## Written exercise:
List each line of the entries below that contains the word "cliff".

Data items:

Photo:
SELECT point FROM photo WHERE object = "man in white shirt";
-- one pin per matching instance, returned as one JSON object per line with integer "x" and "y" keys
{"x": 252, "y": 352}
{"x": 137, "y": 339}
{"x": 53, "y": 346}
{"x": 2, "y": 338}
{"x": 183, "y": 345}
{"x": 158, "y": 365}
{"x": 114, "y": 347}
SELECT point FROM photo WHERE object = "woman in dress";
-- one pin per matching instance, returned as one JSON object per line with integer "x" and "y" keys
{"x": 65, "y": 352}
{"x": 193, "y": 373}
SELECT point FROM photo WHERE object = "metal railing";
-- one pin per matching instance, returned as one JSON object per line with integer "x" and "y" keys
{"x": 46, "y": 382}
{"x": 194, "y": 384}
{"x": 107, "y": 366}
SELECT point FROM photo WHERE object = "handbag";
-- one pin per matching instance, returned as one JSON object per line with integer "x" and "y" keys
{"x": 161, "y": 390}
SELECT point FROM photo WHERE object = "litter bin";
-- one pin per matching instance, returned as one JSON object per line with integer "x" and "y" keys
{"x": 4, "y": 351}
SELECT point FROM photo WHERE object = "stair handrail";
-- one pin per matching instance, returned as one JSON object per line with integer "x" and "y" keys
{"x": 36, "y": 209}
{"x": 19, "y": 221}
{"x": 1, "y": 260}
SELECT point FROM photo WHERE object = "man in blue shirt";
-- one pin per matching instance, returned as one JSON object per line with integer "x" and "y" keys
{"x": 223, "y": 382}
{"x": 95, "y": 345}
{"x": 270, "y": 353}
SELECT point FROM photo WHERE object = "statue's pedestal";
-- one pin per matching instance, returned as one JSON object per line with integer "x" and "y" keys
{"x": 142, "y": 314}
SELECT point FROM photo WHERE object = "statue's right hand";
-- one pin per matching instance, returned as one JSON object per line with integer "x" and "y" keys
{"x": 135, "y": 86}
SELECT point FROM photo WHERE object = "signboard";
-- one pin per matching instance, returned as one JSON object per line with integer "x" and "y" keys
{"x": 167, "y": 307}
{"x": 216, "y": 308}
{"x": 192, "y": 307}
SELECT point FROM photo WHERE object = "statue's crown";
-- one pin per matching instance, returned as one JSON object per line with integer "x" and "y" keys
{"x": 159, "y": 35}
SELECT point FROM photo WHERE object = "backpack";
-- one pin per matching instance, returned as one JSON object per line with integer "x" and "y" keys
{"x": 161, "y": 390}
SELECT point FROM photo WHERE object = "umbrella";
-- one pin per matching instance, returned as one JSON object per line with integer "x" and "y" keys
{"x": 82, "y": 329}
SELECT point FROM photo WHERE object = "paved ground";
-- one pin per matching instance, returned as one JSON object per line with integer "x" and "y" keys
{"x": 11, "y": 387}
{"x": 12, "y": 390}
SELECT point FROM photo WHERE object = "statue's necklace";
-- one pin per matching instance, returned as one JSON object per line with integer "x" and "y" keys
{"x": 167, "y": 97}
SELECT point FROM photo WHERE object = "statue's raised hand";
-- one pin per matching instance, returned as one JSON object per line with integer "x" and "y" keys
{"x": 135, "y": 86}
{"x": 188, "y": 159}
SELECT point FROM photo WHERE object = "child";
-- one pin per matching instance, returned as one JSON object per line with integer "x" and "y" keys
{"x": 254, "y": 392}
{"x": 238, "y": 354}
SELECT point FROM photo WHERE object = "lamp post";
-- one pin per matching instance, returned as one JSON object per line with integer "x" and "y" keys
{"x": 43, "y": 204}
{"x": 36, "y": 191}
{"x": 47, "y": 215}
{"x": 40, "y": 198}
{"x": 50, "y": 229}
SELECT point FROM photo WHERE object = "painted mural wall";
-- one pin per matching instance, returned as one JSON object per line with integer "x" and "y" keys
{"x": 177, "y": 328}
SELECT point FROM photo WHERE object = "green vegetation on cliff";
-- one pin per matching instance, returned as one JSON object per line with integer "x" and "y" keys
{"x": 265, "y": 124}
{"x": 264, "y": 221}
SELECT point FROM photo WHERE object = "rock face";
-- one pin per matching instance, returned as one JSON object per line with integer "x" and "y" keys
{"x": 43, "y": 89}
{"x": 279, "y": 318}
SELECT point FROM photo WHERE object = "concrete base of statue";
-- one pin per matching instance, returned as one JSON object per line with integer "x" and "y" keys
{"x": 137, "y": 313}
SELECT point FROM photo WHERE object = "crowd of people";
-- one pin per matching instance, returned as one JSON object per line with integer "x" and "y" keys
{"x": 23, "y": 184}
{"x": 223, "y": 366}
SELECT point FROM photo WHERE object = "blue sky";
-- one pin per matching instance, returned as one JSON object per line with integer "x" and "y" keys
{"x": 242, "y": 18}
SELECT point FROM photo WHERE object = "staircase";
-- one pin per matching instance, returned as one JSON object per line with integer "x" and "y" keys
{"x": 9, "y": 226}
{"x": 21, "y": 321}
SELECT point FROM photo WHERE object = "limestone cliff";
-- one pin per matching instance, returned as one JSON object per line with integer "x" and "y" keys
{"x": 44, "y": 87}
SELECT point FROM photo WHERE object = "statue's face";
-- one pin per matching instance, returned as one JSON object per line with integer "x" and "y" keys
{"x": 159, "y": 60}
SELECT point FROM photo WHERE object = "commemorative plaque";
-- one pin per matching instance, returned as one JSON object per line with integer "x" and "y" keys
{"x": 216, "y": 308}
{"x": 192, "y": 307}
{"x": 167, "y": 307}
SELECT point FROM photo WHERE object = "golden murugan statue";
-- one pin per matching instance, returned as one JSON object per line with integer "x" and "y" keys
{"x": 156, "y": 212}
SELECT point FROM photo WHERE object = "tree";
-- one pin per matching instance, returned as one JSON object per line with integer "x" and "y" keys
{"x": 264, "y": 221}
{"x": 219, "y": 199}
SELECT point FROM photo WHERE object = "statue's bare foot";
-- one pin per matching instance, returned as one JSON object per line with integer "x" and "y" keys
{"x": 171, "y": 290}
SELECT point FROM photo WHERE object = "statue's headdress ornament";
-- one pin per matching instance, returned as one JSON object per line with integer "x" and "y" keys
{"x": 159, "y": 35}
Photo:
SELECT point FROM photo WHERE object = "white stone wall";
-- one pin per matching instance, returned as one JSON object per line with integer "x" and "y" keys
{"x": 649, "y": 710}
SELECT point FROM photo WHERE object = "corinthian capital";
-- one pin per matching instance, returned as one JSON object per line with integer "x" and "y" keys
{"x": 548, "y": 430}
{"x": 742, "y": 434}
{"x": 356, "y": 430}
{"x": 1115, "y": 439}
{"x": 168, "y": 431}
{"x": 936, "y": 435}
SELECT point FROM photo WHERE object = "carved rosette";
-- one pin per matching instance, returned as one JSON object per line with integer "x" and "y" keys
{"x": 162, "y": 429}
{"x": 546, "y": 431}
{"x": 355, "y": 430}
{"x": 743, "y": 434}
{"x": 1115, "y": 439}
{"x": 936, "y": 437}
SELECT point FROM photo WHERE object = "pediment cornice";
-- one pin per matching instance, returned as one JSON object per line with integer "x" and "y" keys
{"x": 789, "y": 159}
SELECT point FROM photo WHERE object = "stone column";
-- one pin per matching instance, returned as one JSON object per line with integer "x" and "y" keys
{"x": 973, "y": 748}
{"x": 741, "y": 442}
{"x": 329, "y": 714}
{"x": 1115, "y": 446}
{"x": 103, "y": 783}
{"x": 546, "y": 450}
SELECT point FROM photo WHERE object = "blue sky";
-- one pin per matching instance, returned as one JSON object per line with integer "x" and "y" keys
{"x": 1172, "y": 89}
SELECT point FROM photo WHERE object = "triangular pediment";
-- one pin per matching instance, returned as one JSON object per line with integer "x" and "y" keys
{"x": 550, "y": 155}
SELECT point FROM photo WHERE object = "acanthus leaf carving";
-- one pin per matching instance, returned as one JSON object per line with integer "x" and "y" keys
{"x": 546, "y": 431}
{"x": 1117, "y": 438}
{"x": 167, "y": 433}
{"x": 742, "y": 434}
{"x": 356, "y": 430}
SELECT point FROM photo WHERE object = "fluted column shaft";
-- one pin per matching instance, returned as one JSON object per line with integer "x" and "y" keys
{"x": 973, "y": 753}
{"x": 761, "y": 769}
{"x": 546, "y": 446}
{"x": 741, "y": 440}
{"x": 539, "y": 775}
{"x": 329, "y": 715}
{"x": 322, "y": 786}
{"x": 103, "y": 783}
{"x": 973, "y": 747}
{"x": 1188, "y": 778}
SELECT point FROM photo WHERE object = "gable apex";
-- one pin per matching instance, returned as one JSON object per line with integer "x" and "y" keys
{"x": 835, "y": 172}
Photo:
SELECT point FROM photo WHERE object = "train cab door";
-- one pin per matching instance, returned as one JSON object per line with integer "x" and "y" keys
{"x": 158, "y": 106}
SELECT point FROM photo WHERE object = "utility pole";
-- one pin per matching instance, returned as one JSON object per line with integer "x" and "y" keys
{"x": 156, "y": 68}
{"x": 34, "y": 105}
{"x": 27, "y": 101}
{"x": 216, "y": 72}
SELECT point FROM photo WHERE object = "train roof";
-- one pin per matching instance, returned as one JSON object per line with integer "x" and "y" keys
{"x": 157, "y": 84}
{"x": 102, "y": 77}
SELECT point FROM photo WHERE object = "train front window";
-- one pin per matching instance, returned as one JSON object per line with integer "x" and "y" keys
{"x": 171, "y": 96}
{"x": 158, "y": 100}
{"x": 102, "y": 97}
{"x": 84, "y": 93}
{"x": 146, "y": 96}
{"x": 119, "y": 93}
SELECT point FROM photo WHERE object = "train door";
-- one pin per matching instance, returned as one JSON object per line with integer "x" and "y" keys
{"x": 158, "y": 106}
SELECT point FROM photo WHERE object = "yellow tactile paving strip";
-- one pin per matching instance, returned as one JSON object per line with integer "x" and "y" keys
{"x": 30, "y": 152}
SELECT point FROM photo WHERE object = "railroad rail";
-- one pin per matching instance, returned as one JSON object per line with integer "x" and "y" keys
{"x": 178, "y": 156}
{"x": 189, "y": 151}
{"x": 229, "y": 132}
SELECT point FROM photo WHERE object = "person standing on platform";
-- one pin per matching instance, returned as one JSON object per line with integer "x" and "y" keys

## Exercise response:
SELECT point FROM photo WHERE object = "green vegetation on cliff";
SELECT point FROM photo WHERE object = "limestone cliff";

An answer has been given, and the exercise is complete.